My worst fears were realised on the day of the competition – I could not rise from my bed. My body had finally buckled under the strain of illness and decided to forcibly confine me to rest. I cried – my body was wracked with wordless screams and sobs of frustration as I finally grasped the folly of my actions. Postponing treatment had only made things worse, causing a mild bout of flu to snowball into utter debilitation, and ultimately costing us the match and the championship. Natasha and the others forgave me for my error in judgement, but it was a long time before I got over the bitterness of that incident.

One would think I would have learnt from this painful lesson, however, the folly of man is not so easily cured.

It was a time after the previous incident, when I had been selected to be Valedictorian. When I heard about it, I was distressed. I knew I didn’t deserve such an honour. I had less than stellar grades, and I cost the team our most important prize. I was also aware that it was due to the efforts of my friends, who voted for me in the hope that I would redeem myself when presented the opportunity. It was immensely stressful, as if an Atlas-like weight had been saddled on my shoulders, and I crumbled beneath the weight of everyone’s expectations.

It would be presumptuous to dismiss my subsequent inaction as mere laziness, for it was more than what it seemed to be. Any true procrastinator knows, that the insidious root of procrastination is the subconscious refusal to accept any standard short of perfection. I was no different. I avoided thinking about the task as much as possible, filling my schedule with unimportant frivolities and trivial tasks. When others asked if I needed help drafting the speech and practicing, I put up a façade and pretended all was well. The fear of reproach had me rooted to the floor. The days sped by, and I was powerless to stop it.
****************
Direction a: In the records, reproduce the lines starting with the line that contains "[segment] **electrical outlet**" and going on through the line that contains "POLYGON ((54 157, 54", both included.
The text and the records have no connection to each other.

(Region annotation records)
****************
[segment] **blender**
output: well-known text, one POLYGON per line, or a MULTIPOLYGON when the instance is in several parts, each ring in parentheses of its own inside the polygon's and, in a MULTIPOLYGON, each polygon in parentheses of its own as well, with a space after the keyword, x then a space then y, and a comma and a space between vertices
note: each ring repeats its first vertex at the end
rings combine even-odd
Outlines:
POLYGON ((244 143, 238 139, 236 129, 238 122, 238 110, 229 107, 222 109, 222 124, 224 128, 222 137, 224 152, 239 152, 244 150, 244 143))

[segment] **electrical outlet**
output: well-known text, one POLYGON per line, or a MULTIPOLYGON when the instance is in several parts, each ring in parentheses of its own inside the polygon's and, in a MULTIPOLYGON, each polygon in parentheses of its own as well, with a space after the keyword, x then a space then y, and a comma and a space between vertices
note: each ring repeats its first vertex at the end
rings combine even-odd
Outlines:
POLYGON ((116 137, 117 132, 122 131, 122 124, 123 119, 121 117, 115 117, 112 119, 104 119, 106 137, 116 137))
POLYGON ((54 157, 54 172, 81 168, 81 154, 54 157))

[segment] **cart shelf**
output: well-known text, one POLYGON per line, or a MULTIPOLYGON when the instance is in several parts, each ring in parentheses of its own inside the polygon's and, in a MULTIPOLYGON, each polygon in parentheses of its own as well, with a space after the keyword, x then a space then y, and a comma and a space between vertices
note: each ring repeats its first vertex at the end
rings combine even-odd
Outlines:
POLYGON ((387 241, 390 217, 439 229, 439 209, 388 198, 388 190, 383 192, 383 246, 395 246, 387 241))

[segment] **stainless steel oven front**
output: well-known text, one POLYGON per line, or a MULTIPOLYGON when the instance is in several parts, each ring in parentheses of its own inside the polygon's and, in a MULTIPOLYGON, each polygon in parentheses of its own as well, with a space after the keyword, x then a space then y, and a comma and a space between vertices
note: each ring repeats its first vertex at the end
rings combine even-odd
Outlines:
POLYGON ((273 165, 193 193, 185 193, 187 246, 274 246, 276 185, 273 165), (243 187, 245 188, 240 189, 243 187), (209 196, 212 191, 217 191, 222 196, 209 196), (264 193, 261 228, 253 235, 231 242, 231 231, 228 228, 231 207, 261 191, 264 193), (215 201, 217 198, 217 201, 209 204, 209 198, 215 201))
****************
Direction b: Translate this sentence from the passage about illness and procrastination into Spanish: "The days sped by, and I was powerless to stop it."

Task result a:
[segment] **electrical outlet**
output: well-known text, one POLYGON per line, or a MULTIPOLYGON when the instance is in several parts, each ring in parentheses of its own inside the polygon's and, in a MULTIPOLYGON, each polygon in parentheses of its own as well, with a space after the keyword, x then a space then y, and a comma and a space between vertices
note: each ring repeats its first vertex at the end
rings combine even-odd
Outlines:
POLYGON ((116 137, 117 132, 122 131, 122 124, 123 119, 121 117, 115 117, 112 119, 104 119, 106 137, 116 137))
POLYGON ((54 157, 54 172, 81 168, 81 154, 54 157))

Task result b: Los días pasaron volando, y yo era incapaz de detenerlo.